The output must reproduce each line of the data word for word.

DATA EXCERPTS below:

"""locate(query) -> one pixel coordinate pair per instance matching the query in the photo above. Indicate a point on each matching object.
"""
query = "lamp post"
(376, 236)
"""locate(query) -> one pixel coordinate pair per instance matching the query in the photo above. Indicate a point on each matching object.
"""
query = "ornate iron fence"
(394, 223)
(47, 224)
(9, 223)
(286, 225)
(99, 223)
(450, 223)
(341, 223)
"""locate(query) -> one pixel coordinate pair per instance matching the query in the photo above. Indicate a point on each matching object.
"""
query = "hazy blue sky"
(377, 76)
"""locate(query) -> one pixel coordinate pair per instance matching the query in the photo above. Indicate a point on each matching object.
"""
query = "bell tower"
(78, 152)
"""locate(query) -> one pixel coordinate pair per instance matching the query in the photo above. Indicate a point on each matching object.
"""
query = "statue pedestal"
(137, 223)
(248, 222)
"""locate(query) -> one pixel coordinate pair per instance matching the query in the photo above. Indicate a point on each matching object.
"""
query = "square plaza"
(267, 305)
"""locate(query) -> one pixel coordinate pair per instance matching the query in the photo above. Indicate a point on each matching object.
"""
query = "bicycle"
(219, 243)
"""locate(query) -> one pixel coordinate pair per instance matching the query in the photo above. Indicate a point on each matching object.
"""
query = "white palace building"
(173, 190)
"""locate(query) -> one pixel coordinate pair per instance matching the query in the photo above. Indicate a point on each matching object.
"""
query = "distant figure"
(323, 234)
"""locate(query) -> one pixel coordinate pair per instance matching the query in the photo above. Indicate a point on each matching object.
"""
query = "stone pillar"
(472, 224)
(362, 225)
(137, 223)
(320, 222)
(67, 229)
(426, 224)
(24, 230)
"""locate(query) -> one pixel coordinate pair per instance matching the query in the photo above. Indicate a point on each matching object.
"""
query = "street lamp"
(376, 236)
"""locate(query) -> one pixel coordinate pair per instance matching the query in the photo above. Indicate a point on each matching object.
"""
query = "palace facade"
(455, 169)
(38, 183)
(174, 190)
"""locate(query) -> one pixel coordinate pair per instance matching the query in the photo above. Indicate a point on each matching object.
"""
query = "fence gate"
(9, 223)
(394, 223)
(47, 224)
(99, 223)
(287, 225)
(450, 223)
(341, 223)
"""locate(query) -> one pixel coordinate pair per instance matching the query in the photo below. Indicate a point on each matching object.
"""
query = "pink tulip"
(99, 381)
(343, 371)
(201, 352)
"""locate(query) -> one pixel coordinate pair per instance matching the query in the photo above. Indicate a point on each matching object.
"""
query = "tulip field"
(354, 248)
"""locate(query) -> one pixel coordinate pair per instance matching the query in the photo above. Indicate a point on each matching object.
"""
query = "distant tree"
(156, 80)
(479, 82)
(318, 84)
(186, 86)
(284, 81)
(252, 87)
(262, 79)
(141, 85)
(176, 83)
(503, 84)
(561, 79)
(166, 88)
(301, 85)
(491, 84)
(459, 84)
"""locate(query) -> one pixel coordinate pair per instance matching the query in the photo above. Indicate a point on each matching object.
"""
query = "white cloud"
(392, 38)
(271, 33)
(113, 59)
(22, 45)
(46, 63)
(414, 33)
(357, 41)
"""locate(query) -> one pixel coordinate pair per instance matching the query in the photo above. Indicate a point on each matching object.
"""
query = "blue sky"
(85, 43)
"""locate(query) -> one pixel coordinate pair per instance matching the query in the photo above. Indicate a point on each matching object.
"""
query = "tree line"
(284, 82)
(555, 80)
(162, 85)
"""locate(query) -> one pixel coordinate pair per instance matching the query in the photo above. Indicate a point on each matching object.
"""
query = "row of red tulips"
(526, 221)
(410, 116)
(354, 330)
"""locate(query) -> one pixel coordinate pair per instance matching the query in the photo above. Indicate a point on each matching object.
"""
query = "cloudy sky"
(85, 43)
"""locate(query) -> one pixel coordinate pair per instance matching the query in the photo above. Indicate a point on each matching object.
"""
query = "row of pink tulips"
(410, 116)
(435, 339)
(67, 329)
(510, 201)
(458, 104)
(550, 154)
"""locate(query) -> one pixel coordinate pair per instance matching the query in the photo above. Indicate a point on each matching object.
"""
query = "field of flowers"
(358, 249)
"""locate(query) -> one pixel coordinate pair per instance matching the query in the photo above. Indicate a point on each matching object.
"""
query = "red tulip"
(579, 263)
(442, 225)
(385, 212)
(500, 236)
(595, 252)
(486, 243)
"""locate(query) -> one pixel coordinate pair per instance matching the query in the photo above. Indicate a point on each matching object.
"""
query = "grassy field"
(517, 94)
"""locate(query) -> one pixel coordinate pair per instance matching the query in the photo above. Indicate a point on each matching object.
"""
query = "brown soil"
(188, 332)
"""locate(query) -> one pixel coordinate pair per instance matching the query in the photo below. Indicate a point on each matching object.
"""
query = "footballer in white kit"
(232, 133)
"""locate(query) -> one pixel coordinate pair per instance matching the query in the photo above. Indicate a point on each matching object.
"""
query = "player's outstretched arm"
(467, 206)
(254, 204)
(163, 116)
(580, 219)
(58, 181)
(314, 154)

End of DATA EXCERPTS.

RESULT OF THIS TASK
"""locate(query) -> one pixel coordinate pair per instance matching the query in the photo above. Indicate a point on each matching object.
"""
query = "lamp post"
(376, 236)
"""locate(query) -> one pixel coordinate pair per instance matching the query in the photo above. Indicate a point on each matching object.
"""
query = "ornate iron fence"
(394, 223)
(47, 224)
(9, 223)
(286, 225)
(99, 223)
(450, 223)
(341, 223)
"""locate(query) -> one pixel coordinate pair per instance matching the query in the photo above. Indicate a point on each matching object.
"""
query = "hazy blue sky"
(377, 76)
"""locate(query) -> one pixel coordinate pair per instance matching the query in the photo above. Indicate a point on each matching object.
"""
query = "bell tower"
(78, 152)
"""locate(query) -> one pixel coordinate pair per instance matching the query in the photo above. Indicate a point on each matching object.
"""
query = "statue pedestal"
(137, 223)
(248, 222)
"""locate(query) -> one pixel coordinate pair per instance matching the query in the photo above. Indicate a point on each matching object.
"""
query = "square plaza"
(267, 305)
"""locate(query) -> one pixel coordinate pair per instance matching the query in the photo above. Indicate a point on each matching object.
"""
query = "bicycle"
(219, 243)
"""locate(query) -> one pixel coordinate pair per instance matching the query in the photo above. Indicate a point on each matching object.
"""
query = "white palace building"
(173, 190)
"""locate(query) -> one pixel coordinate pair per instance matching the query in the photo above. Indicate a point on each matching object.
"""
query = "distant figure"
(323, 234)
"""locate(query) -> one pixel coordinate pair per instance matching the query in the photo above. Indicate a point on each matching object.
"""
query = "stone pillar"
(472, 224)
(362, 225)
(137, 223)
(320, 222)
(67, 229)
(426, 224)
(24, 230)
"""locate(query) -> one pixel coordinate pair per instance matching the query in the photo above. Indicate a point on each matching object.
"""
query = "street lamp"
(376, 236)
"""locate(query) -> one pixel coordinate pair per instance matching the query in the photo above. Indicate a point on each matching object.
"""
query = "palace facade"
(455, 169)
(38, 183)
(174, 190)
"""locate(query) -> one pixel coordinate pair per instance matching the query in the photo above. Indicate a point on each matching object.
"""
query = "fence gate"
(9, 223)
(394, 223)
(47, 224)
(99, 223)
(287, 225)
(450, 223)
(341, 223)
"""locate(query) -> one pixel coordinate pair per instance matching the query in the photo below. Indicate a point on each matching object.
"""
query = "pink tulip"
(99, 381)
(343, 371)
(201, 352)
"""locate(query) -> one pixel coordinate pair per instance matching the query in the photo above. Indicate a point on each matching object.
"""
query = "tulip field"
(354, 248)
"""locate(query) -> one pixel coordinate pair per instance matching the query in the photo above. Indicate a point on each matching object.
"""
query = "distant tree"
(156, 80)
(479, 82)
(318, 84)
(186, 86)
(284, 81)
(252, 87)
(262, 79)
(141, 85)
(176, 83)
(503, 84)
(561, 79)
(166, 88)
(301, 85)
(491, 84)
(459, 84)
"""locate(query) -> one pixel coordinate pair per instance matching the query in the photo above. Indicate a point on each matching object.
"""
query = "white cloud"
(392, 38)
(271, 33)
(113, 59)
(22, 45)
(46, 63)
(414, 33)
(357, 41)
"""locate(query) -> one pixel coordinate pair per instance matching the query in the photo above. Indicate a point on each matching object.
"""
query = "blue sky"
(85, 43)
"""locate(query) -> one pixel coordinate pair per instance matching the query in the photo above. Indicate a point on each matching object.
"""
query = "tree line"
(284, 82)
(555, 80)
(162, 85)
"""locate(query) -> one pixel coordinate pair per instance matching the query in the photo above. Indicate a point on each matching object.
"""
query = "row of red tulips"
(526, 221)
(410, 116)
(354, 330)
"""locate(query) -> one pixel coordinate pair per instance matching the query in the photo above. Indicate a point on each matching object.
"""
query = "cloudy sky"
(85, 43)
"""locate(query) -> one pixel coordinate pair per instance matching the query in the photo above. Indicate a point on each matching object.
"""
query = "row of pink tulips"
(410, 116)
(435, 339)
(67, 329)
(510, 201)
(458, 104)
(550, 154)
"""locate(query) -> one pixel coordinate pair per instance matching the query in the photo above. Indicate a point on each matching object.
"""
query = "field of flowers"
(358, 249)
"""locate(query) -> one pixel coordinate pair per instance matching the query in the photo above. Indicate a point on each matching object.
"""
query = "red tulip"
(579, 263)
(442, 225)
(385, 212)
(500, 236)
(595, 252)
(486, 243)
"""locate(query) -> one pixel coordinate pair per instance matching the query in the photo above. Indicate a point on each matching object.
"""
query = "grassy field"
(517, 94)
"""locate(query) -> one pixel coordinate pair per instance matching the query in the photo above. Indicate a point on each matching object.
"""
query = "brown soil"
(188, 332)
"""locate(query) -> one pixel coordinate pair per instance matching the query in the photo below. Indicate a point on each matching object.
"""
query = "footballer in white kit"
(232, 133)
"""locate(query) -> one pixel coordinate pair per instance matching the query in the photo above. Indicate a point on each matching object.
"""
query = "player's outstretched arm"
(467, 206)
(254, 204)
(163, 116)
(580, 219)
(58, 181)
(314, 154)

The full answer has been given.